Photo-based point labeling data

--------------------------------------------------

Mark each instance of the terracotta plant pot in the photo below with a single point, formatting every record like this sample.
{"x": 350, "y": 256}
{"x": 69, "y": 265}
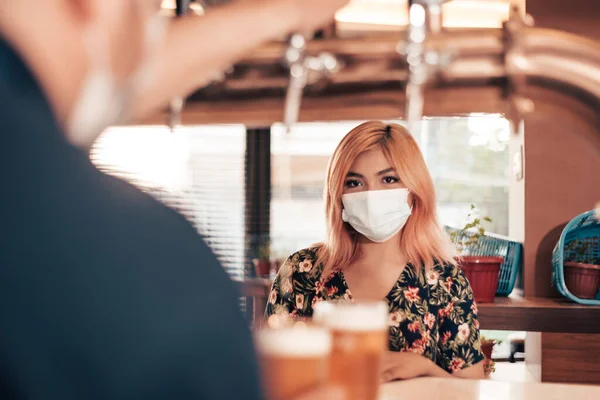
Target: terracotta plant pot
{"x": 486, "y": 348}
{"x": 262, "y": 267}
{"x": 582, "y": 279}
{"x": 482, "y": 273}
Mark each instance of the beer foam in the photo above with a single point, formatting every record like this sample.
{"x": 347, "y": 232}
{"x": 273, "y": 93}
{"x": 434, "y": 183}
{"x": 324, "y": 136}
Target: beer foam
{"x": 360, "y": 317}
{"x": 294, "y": 342}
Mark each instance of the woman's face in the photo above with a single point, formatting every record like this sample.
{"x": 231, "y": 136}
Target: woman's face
{"x": 371, "y": 171}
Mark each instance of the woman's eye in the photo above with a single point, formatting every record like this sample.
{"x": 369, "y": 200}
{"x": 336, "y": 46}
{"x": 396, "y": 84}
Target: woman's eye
{"x": 352, "y": 183}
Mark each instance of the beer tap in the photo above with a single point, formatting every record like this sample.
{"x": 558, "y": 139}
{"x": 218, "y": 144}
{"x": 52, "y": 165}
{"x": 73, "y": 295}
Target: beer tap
{"x": 303, "y": 70}
{"x": 177, "y": 103}
{"x": 425, "y": 17}
{"x": 295, "y": 59}
{"x": 516, "y": 62}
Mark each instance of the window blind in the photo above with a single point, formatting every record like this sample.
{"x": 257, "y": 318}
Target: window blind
{"x": 197, "y": 170}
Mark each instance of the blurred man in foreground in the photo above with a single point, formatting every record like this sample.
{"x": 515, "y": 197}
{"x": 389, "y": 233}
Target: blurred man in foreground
{"x": 104, "y": 292}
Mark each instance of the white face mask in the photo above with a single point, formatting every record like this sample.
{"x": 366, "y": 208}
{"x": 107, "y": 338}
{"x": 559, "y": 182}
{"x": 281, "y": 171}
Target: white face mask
{"x": 102, "y": 102}
{"x": 377, "y": 214}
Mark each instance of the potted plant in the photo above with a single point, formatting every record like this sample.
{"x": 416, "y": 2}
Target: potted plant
{"x": 487, "y": 346}
{"x": 582, "y": 271}
{"x": 482, "y": 272}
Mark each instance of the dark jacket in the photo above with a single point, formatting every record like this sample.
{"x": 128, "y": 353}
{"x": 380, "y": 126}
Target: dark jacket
{"x": 104, "y": 292}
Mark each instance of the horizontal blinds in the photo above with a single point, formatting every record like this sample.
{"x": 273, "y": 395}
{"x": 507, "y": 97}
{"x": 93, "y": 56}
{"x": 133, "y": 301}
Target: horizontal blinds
{"x": 197, "y": 170}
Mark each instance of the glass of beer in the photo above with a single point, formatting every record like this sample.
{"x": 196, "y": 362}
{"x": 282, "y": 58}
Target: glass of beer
{"x": 294, "y": 359}
{"x": 360, "y": 338}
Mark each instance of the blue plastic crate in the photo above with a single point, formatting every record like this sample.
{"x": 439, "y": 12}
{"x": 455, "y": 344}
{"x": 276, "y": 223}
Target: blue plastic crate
{"x": 496, "y": 245}
{"x": 586, "y": 227}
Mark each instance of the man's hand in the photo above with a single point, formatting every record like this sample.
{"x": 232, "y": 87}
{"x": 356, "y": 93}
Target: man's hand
{"x": 406, "y": 365}
{"x": 324, "y": 393}
{"x": 314, "y": 14}
{"x": 196, "y": 48}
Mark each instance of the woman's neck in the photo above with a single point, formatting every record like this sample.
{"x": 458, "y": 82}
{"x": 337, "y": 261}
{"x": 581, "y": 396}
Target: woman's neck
{"x": 387, "y": 253}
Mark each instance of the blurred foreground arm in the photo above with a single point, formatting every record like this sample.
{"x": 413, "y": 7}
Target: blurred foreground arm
{"x": 198, "y": 47}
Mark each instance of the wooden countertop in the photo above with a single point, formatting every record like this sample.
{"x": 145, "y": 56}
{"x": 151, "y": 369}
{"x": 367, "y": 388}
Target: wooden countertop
{"x": 463, "y": 389}
{"x": 513, "y": 313}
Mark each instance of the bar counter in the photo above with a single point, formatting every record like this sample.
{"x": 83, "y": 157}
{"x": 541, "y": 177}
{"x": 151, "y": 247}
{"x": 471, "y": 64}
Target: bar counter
{"x": 462, "y": 389}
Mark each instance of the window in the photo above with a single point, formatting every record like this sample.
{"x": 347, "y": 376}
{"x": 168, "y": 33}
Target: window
{"x": 198, "y": 170}
{"x": 467, "y": 157}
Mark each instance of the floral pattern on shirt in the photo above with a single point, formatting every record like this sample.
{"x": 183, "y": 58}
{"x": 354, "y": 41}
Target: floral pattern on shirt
{"x": 432, "y": 313}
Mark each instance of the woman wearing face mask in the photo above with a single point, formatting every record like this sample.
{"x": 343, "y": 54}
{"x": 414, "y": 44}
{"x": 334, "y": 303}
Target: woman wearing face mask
{"x": 384, "y": 242}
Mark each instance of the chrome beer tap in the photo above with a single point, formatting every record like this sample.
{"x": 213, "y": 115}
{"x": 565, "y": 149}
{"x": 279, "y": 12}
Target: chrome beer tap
{"x": 176, "y": 105}
{"x": 516, "y": 63}
{"x": 425, "y": 17}
{"x": 303, "y": 70}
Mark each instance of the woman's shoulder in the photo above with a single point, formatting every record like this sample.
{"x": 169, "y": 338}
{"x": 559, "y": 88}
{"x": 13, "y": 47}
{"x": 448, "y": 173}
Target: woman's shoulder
{"x": 451, "y": 276}
{"x": 305, "y": 260}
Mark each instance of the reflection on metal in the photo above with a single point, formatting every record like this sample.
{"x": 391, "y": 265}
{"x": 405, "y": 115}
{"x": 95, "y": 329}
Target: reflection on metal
{"x": 433, "y": 14}
{"x": 424, "y": 18}
{"x": 175, "y": 111}
{"x": 516, "y": 62}
{"x": 522, "y": 62}
{"x": 182, "y": 7}
{"x": 303, "y": 70}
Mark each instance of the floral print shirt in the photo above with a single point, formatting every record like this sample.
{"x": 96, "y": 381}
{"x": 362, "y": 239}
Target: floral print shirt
{"x": 431, "y": 313}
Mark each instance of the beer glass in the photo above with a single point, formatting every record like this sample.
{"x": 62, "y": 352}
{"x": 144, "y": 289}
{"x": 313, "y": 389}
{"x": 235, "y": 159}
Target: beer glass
{"x": 360, "y": 338}
{"x": 293, "y": 359}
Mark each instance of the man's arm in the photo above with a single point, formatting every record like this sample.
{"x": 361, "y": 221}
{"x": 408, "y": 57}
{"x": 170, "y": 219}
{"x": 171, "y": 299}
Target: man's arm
{"x": 198, "y": 47}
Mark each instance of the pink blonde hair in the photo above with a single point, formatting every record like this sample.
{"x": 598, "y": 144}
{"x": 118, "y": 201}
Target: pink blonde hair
{"x": 422, "y": 240}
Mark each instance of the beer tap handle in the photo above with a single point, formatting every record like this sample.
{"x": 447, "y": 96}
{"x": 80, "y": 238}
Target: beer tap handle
{"x": 425, "y": 18}
{"x": 176, "y": 105}
{"x": 295, "y": 57}
{"x": 417, "y": 69}
{"x": 516, "y": 62}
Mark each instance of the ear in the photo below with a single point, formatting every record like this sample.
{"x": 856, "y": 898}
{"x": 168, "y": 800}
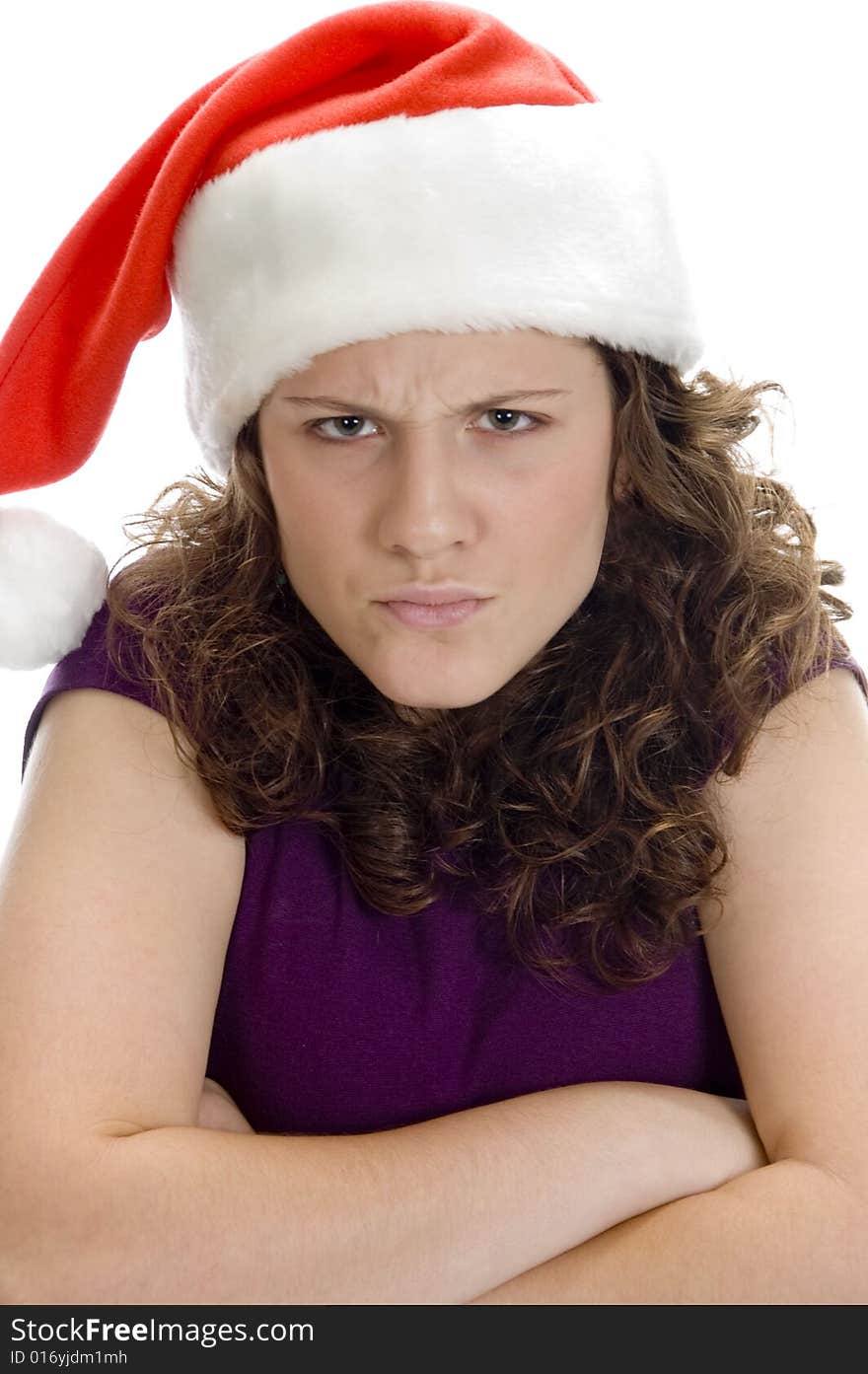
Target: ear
{"x": 621, "y": 479}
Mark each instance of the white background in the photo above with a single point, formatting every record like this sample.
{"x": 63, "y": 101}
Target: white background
{"x": 757, "y": 108}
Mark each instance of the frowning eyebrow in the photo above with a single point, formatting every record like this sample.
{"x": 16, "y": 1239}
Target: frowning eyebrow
{"x": 360, "y": 408}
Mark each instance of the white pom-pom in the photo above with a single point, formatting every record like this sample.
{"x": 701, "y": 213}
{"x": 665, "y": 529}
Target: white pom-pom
{"x": 52, "y": 581}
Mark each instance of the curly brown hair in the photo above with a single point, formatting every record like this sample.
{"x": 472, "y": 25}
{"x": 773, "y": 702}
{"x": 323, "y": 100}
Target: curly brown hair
{"x": 573, "y": 797}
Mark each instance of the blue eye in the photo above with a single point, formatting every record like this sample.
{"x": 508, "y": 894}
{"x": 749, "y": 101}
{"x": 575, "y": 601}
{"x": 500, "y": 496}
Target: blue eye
{"x": 342, "y": 420}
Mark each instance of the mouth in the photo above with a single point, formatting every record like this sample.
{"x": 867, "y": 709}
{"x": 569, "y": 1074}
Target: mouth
{"x": 433, "y": 617}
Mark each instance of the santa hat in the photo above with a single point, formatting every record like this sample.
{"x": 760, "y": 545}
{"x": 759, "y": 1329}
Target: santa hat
{"x": 398, "y": 167}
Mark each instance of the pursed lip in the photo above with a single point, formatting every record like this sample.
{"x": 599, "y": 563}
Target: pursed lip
{"x": 440, "y": 595}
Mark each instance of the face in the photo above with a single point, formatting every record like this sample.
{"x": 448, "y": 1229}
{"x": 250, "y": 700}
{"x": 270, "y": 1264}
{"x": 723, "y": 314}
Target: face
{"x": 427, "y": 465}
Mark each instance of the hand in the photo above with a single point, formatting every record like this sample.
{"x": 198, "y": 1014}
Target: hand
{"x": 217, "y": 1111}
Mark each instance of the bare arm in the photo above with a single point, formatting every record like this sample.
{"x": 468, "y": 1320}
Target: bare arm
{"x": 117, "y": 898}
{"x": 431, "y": 1213}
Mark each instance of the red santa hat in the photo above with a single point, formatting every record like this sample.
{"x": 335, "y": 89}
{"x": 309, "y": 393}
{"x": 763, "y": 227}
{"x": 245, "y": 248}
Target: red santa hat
{"x": 396, "y": 167}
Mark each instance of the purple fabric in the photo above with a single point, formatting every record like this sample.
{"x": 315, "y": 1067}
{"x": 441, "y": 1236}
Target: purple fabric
{"x": 336, "y": 1018}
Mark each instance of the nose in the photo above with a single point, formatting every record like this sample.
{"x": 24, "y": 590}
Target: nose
{"x": 426, "y": 502}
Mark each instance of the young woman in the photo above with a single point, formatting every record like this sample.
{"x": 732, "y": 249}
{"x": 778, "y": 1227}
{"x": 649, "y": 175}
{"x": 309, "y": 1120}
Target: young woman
{"x": 360, "y": 937}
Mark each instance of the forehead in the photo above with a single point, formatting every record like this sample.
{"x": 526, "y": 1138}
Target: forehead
{"x": 427, "y": 353}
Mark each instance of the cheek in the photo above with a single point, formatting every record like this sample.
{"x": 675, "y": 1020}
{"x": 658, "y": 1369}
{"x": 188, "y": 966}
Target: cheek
{"x": 564, "y": 513}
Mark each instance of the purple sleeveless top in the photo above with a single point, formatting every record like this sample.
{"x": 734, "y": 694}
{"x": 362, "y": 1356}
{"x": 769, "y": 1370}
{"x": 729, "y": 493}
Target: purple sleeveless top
{"x": 336, "y": 1018}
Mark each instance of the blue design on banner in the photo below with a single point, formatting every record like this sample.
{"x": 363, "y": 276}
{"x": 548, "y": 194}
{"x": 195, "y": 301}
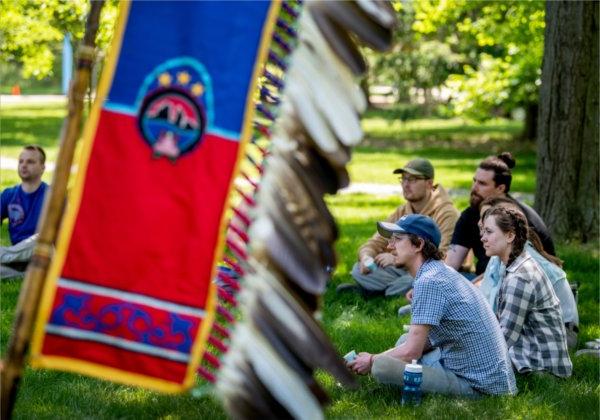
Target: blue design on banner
{"x": 75, "y": 311}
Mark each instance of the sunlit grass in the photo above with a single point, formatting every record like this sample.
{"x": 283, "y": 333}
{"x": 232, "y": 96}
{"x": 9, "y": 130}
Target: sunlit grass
{"x": 352, "y": 322}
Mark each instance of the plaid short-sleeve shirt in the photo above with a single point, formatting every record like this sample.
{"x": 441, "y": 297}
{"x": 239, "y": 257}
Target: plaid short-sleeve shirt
{"x": 531, "y": 320}
{"x": 463, "y": 327}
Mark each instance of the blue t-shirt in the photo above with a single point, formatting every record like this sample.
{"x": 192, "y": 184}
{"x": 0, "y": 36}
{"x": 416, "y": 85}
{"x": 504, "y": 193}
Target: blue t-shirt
{"x": 23, "y": 210}
{"x": 463, "y": 327}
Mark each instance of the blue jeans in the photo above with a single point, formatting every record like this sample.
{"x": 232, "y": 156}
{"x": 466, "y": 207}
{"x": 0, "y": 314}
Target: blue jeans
{"x": 436, "y": 379}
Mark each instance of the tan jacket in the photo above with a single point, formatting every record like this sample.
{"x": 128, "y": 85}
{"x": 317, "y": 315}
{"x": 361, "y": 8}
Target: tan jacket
{"x": 439, "y": 208}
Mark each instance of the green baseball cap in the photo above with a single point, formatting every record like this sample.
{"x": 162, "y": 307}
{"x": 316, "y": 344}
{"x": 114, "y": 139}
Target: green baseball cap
{"x": 418, "y": 167}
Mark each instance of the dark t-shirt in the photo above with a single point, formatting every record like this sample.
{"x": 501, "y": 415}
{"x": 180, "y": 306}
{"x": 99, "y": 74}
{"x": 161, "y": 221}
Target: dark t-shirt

--------------------------------------------------

* SHORT EXERCISE
Reproduce the listing above exactly from the line containing "Mark each instance of the sunlit" through its last line, with both of those lines included.

* EXERCISE RESPONSE
Mark each instance of the sunlit grass in the photo above with a single point, formatting every record like this sample.
{"x": 283, "y": 333}
{"x": 232, "y": 96}
{"x": 9, "y": 130}
Target: sunlit grass
{"x": 352, "y": 322}
Mark each instance of the plaid short-sleeve shirt in the photo above with a single point, formatting every record like this sample.
{"x": 441, "y": 297}
{"x": 239, "y": 257}
Target: plaid short-sleeve shirt
{"x": 531, "y": 320}
{"x": 463, "y": 327}
Mark each instance of the blue t-shirt in the photo above with a single point, formatting every record like this sample.
{"x": 192, "y": 184}
{"x": 0, "y": 36}
{"x": 416, "y": 85}
{"x": 504, "y": 193}
Target: blue t-shirt
{"x": 23, "y": 210}
{"x": 463, "y": 327}
Mark each instance of the blue jeans in the photo above with a single point, formatting every record like this sample.
{"x": 232, "y": 156}
{"x": 466, "y": 207}
{"x": 0, "y": 314}
Target: blue jeans
{"x": 436, "y": 379}
Mark each instance of the tan jacket in the photo above with a single point, formatting every record like this sample.
{"x": 128, "y": 85}
{"x": 317, "y": 315}
{"x": 361, "y": 8}
Target: tan jacket
{"x": 439, "y": 208}
Mark each instance of the green baseball cap in the photo above with a single point, formatting every record like this sample.
{"x": 162, "y": 307}
{"x": 316, "y": 344}
{"x": 114, "y": 139}
Target: green baseball cap
{"x": 418, "y": 167}
Mark each instance of the dark t-shirt in the photo above with a single point, formatting every record like this sample.
{"x": 501, "y": 415}
{"x": 180, "y": 306}
{"x": 99, "y": 74}
{"x": 161, "y": 221}
Target: dark t-shirt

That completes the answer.